_SHORT TASK_
Recast every line of the records below as a numbered list, omitting any blank lines.

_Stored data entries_
:::
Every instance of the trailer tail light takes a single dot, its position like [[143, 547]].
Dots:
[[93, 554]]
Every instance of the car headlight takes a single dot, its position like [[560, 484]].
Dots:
:::
_REPLY_
1. Every instance of the trailer tail light takes a single dot, its position like [[143, 547]].
2. Dots:
3. [[93, 554]]
4. Every instance of the car headlight takes a single dot, its position like [[560, 484]].
5. Dots:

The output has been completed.